## Data for this task
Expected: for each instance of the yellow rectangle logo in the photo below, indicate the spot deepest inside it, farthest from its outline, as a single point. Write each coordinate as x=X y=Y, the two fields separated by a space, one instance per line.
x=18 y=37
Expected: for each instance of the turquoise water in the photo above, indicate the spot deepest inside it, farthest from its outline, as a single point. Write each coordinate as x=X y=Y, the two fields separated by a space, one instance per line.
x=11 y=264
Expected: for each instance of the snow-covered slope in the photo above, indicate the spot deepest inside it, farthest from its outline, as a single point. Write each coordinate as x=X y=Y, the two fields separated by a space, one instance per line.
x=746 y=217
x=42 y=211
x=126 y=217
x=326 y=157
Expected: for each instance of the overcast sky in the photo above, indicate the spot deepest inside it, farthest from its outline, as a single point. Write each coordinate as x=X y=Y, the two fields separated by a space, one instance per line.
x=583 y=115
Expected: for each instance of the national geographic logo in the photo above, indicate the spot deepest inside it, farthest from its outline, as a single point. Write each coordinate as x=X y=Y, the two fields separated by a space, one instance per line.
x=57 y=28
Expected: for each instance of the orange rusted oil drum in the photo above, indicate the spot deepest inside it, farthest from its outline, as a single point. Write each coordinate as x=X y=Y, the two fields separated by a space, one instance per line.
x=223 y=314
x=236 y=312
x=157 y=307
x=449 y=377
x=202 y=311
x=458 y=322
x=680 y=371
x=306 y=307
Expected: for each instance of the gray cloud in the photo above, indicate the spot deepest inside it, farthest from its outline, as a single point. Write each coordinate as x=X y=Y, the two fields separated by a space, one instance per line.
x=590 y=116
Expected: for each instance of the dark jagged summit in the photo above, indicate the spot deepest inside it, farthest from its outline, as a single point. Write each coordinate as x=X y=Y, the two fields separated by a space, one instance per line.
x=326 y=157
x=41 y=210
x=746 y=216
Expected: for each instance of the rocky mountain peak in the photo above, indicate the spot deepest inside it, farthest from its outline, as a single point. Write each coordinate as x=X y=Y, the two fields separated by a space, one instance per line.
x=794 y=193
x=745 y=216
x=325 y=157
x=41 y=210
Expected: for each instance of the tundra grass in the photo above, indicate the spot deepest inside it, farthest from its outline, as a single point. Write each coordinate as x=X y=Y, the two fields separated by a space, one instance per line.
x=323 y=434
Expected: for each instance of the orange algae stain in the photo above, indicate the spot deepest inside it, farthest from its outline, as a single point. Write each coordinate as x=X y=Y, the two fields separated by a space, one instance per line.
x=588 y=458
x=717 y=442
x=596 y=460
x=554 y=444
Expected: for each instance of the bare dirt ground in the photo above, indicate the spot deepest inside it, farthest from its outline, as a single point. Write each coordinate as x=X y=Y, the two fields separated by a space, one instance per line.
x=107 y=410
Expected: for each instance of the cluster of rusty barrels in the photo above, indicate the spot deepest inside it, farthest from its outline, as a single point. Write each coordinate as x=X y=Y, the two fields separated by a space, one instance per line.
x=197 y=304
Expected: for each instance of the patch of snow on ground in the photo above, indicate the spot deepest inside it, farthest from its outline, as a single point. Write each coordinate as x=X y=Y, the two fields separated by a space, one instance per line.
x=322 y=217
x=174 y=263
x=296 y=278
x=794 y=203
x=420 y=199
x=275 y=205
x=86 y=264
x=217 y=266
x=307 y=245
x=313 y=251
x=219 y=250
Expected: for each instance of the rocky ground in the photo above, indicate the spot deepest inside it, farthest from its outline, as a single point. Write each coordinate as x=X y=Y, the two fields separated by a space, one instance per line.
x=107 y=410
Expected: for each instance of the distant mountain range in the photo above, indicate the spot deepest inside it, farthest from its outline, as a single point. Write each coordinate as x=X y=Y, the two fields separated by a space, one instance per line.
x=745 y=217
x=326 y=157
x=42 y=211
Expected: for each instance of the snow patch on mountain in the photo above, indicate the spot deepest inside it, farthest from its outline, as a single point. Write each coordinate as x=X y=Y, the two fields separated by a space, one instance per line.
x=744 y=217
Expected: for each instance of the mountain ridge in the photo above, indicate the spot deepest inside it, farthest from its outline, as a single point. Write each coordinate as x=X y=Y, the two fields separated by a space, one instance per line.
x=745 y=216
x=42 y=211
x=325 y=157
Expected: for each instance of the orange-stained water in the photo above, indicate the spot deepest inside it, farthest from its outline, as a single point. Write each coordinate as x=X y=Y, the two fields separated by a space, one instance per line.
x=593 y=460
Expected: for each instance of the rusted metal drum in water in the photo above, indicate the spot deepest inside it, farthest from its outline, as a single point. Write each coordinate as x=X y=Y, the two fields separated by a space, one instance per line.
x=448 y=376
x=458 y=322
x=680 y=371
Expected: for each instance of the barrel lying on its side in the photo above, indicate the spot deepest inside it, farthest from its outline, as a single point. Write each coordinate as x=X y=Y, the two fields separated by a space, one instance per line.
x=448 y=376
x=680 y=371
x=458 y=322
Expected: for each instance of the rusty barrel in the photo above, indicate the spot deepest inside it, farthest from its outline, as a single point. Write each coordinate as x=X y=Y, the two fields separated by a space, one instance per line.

* * *

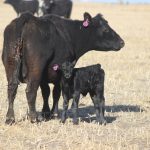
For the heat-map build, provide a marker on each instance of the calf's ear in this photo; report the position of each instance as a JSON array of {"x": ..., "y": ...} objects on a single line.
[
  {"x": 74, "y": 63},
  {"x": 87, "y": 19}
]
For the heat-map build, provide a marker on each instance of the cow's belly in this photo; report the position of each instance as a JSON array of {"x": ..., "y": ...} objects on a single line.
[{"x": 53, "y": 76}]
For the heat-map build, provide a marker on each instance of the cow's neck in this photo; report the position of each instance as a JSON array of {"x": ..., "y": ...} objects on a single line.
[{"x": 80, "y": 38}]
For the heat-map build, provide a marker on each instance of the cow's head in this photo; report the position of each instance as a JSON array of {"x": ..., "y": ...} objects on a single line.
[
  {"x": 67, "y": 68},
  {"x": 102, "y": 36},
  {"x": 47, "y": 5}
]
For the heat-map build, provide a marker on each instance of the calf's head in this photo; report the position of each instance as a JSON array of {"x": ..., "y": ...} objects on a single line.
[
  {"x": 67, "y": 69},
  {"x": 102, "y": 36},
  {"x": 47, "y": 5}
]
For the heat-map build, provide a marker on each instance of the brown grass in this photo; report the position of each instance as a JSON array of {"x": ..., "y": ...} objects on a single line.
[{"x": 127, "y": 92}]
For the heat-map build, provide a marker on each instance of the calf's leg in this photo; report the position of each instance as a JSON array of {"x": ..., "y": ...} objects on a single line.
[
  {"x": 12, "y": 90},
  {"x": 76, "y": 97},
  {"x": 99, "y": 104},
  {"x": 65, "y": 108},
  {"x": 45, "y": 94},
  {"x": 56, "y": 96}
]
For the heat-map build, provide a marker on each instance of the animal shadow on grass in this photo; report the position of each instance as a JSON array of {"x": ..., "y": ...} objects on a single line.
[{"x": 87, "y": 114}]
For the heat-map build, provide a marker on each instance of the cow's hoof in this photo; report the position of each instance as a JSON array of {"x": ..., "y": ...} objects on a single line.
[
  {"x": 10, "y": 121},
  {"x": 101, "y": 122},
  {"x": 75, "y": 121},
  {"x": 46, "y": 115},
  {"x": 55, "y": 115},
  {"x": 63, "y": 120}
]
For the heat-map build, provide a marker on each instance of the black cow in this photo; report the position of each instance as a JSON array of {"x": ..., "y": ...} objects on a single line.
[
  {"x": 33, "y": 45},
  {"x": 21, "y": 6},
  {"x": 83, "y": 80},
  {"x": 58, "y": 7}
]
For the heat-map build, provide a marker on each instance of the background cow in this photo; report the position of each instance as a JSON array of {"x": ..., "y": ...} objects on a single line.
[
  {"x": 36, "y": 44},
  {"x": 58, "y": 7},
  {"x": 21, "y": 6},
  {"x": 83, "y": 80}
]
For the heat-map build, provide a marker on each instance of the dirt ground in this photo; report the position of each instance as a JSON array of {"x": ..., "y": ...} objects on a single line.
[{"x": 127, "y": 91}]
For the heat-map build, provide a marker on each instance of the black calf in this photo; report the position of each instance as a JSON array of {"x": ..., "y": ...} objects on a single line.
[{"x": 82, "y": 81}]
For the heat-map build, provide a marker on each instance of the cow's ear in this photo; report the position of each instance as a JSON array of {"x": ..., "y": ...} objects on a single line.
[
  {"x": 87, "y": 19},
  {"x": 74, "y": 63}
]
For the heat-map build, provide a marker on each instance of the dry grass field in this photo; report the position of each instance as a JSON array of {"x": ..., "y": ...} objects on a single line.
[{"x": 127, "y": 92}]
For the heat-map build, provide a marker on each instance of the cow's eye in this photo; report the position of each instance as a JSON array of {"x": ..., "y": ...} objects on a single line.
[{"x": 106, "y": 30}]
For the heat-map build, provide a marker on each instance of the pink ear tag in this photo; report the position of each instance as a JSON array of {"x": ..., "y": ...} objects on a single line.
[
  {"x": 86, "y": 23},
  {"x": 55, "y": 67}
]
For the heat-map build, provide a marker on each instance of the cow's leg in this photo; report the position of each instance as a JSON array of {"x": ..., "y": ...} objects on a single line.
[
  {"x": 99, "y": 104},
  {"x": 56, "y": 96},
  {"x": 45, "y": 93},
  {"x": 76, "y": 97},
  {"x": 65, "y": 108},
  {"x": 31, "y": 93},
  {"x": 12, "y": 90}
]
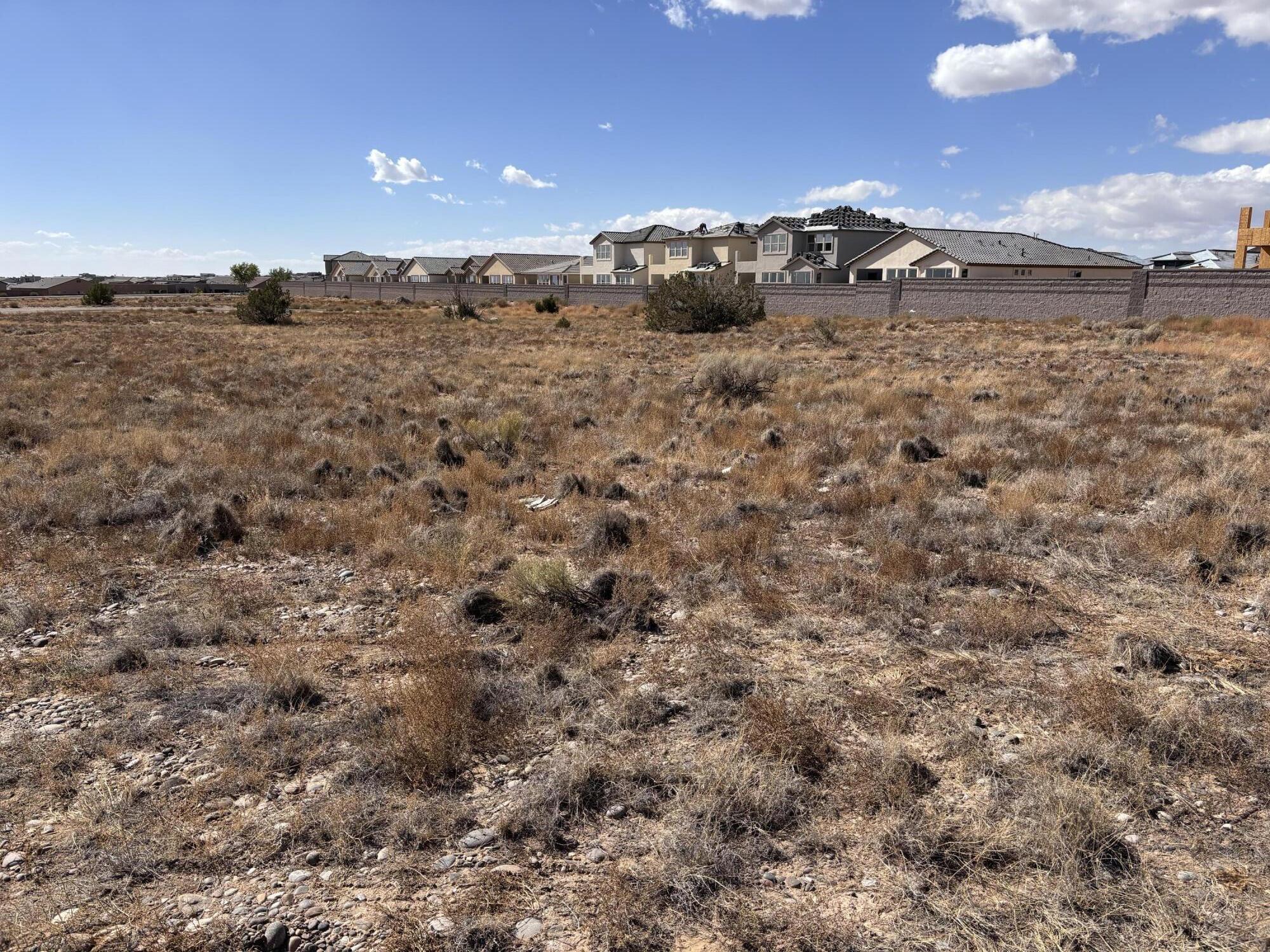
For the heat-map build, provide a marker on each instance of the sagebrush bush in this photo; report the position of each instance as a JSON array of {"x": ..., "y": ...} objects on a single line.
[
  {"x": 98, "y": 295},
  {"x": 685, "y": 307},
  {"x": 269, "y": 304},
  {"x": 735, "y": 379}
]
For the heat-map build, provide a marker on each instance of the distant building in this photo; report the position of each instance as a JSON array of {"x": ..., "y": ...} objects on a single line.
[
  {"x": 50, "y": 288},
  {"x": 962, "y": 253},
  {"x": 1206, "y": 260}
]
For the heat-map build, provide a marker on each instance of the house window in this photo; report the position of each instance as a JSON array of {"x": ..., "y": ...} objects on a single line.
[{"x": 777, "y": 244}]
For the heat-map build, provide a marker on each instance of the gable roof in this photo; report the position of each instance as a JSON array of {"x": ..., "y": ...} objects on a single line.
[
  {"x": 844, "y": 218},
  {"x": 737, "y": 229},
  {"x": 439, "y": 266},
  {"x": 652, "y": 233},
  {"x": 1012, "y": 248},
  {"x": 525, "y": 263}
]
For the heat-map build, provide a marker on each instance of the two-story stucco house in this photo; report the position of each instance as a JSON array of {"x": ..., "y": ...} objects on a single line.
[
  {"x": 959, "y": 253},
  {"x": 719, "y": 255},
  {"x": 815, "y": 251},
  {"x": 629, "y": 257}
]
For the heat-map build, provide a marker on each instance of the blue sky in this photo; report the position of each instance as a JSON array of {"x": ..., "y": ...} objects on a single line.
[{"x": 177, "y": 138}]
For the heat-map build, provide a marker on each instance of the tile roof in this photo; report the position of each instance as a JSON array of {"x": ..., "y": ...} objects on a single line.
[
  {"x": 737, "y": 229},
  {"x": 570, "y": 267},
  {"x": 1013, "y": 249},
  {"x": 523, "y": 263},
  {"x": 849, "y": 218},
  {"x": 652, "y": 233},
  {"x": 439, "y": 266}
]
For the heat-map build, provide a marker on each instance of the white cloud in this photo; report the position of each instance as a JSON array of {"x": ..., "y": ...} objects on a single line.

* * *

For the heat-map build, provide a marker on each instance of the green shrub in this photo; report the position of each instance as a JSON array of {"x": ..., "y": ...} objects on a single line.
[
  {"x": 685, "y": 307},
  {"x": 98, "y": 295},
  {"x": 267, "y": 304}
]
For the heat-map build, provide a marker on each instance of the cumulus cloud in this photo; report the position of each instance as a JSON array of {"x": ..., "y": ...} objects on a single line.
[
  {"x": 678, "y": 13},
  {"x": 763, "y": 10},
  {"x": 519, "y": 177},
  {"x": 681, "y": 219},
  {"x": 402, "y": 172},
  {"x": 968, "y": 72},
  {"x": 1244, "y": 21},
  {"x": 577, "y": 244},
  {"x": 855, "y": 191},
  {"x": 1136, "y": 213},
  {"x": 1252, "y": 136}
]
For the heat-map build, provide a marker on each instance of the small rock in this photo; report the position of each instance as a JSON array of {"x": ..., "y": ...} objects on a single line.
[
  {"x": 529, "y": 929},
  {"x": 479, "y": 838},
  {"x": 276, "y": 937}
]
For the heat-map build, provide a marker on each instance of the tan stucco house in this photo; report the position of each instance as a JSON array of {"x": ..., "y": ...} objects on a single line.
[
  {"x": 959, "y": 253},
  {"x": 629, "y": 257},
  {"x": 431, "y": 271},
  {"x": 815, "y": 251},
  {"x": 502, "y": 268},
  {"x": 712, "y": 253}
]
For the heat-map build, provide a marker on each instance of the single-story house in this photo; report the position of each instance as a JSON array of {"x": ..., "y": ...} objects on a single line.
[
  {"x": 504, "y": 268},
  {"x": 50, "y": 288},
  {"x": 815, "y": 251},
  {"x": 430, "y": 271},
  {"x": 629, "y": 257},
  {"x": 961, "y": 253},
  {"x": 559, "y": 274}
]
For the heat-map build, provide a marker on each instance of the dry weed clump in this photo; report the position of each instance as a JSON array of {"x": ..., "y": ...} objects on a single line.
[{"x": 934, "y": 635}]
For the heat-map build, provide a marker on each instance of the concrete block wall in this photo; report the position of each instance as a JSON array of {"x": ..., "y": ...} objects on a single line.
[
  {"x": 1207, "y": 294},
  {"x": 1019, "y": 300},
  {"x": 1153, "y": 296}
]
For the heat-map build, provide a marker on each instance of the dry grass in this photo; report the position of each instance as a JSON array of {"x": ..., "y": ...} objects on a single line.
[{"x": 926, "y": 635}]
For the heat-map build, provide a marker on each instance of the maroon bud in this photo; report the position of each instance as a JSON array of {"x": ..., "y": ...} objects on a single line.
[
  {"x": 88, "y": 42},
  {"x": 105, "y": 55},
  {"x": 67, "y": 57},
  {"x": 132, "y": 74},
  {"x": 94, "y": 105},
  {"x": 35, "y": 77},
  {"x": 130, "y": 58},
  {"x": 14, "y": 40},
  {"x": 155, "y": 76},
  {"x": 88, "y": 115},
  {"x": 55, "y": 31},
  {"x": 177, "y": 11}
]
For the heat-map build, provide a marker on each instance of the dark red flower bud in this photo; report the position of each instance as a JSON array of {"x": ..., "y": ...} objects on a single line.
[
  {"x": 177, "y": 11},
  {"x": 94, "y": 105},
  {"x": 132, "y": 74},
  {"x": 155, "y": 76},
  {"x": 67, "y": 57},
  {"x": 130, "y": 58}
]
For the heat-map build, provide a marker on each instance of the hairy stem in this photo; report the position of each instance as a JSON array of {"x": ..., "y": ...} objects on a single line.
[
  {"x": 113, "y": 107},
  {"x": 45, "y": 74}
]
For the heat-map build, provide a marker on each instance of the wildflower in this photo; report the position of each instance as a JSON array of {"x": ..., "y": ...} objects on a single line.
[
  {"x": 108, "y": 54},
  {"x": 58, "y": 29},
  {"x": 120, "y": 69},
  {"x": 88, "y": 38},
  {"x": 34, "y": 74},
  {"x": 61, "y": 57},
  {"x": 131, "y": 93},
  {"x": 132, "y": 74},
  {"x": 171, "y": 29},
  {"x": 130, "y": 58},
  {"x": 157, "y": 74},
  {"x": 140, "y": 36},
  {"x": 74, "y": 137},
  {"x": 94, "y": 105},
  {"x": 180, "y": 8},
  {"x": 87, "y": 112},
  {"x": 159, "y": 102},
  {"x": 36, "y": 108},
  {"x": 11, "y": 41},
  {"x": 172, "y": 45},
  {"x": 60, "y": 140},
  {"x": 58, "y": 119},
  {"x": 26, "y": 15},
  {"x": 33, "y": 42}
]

## The problem
Can you repeat, word for word, every line above from the one containing "Expected: for each instance of the barrel" down to the one containing "Expected: for each instance of the rusty", including both?

## Solution to this task
Expected: for each instance of the barrel lying on its side in the photo above, indicate the spot deepest inside it, farthest from its outline, as a single point. Write each coordinate as x=X y=Y, the two fields separated by a space, one instance per line.
x=448 y=376
x=680 y=371
x=458 y=322
Expected: for each instance of the rusty barrel in the photo above, indicate the spot deepest inside it, farthest from its outline, as a single point. Write each coordinate as x=X y=Y, the two fields separated by a space, one instance per line.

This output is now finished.